• TASK TO CARRY OUT
Quote exactly the lines spanning from the top of the data below to the line that contains "negative clicks: (192, 126) (82, 18)", including both.

• AVAILABLE RECORDS
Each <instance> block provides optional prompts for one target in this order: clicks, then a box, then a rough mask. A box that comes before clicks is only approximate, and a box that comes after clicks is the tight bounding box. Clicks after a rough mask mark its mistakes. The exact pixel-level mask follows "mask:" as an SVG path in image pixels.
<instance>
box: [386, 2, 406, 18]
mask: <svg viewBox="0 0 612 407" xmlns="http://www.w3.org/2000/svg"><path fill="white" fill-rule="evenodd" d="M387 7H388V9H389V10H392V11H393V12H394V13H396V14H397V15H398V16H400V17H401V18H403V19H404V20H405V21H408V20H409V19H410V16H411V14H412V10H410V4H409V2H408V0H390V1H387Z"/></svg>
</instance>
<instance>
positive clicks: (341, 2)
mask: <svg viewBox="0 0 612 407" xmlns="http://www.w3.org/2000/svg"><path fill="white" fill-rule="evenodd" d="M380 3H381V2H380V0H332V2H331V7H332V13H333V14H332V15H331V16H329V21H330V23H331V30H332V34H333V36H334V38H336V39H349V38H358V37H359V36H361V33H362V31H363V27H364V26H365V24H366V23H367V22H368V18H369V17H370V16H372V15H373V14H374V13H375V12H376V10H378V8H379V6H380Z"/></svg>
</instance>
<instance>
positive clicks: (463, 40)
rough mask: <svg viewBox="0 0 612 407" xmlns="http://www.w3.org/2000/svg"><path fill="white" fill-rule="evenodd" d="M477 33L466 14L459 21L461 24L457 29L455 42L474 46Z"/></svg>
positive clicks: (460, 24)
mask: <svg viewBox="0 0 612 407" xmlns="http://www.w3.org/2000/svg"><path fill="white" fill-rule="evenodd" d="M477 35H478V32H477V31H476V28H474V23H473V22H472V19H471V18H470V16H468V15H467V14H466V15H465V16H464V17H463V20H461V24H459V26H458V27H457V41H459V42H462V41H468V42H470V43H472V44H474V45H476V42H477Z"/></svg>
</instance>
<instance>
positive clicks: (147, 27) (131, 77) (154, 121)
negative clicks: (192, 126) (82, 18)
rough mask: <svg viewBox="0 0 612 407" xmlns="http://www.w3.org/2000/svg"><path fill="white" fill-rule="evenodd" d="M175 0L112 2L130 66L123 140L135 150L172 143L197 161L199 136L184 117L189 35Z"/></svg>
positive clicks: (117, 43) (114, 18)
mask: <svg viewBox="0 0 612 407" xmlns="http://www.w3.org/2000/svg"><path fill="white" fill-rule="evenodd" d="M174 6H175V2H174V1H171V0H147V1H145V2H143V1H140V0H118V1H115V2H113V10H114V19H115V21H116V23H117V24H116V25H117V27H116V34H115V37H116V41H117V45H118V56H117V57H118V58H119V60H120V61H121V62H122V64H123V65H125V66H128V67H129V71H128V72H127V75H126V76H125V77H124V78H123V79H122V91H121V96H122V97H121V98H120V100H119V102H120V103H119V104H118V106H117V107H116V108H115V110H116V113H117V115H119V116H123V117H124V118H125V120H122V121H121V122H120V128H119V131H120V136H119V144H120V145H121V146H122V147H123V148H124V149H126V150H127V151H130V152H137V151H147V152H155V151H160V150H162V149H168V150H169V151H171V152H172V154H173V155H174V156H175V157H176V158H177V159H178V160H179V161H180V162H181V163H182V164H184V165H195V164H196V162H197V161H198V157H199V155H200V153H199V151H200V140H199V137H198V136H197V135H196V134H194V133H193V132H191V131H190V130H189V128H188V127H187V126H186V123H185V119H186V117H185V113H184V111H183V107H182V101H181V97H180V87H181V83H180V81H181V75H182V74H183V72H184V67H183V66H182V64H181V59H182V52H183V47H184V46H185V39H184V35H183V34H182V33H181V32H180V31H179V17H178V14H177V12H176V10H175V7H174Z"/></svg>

• RESPONSE FOR THIS EXERCISE
Each <instance> block provides optional prompts for one target in this order: clicks, then a box, then a rough mask. A box that comes before clicks is only approximate, and a box that comes after clicks is the tight bounding box. Clicks after a rough mask mark its mistakes. The exact pixel-level mask follows "mask:" as an SVG path in image pixels.
<instance>
box: [386, 2, 406, 18]
mask: <svg viewBox="0 0 612 407" xmlns="http://www.w3.org/2000/svg"><path fill="white" fill-rule="evenodd" d="M387 7H388V9H389V10H392V11H393V12H394V13H396V14H397V15H398V16H400V17H401V18H403V19H404V20H405V21H408V20H409V19H410V16H411V14H412V10H410V4H409V2H408V0H390V1H387Z"/></svg>
</instance>
<instance>
positive clicks: (341, 2)
mask: <svg viewBox="0 0 612 407" xmlns="http://www.w3.org/2000/svg"><path fill="white" fill-rule="evenodd" d="M380 3H381V2H380V0H332V2H331V7H332V13H333V14H332V15H331V16H329V21H330V23H331V30H332V34H333V36H334V38H336V39H349V38H358V37H359V36H361V33H362V31H363V27H364V26H365V24H366V23H367V22H368V18H369V17H370V16H372V15H373V14H374V13H375V12H376V10H378V8H379V6H380Z"/></svg>
</instance>
<instance>
positive clicks: (463, 40)
rough mask: <svg viewBox="0 0 612 407" xmlns="http://www.w3.org/2000/svg"><path fill="white" fill-rule="evenodd" d="M477 33L466 14L459 21L461 24L457 29L455 42L474 46Z"/></svg>
positive clicks: (460, 24)
mask: <svg viewBox="0 0 612 407" xmlns="http://www.w3.org/2000/svg"><path fill="white" fill-rule="evenodd" d="M477 35H478V32H477V31H476V28H474V23H473V22H472V19H471V18H470V16H468V15H467V14H466V15H465V16H464V17H463V20H461V24H459V26H458V27H457V41H459V42H462V41H468V42H470V43H472V44H474V45H476V42H477Z"/></svg>
</instance>
<instance>
positive clicks: (147, 27) (131, 77) (154, 121)
negative clicks: (192, 126) (82, 18)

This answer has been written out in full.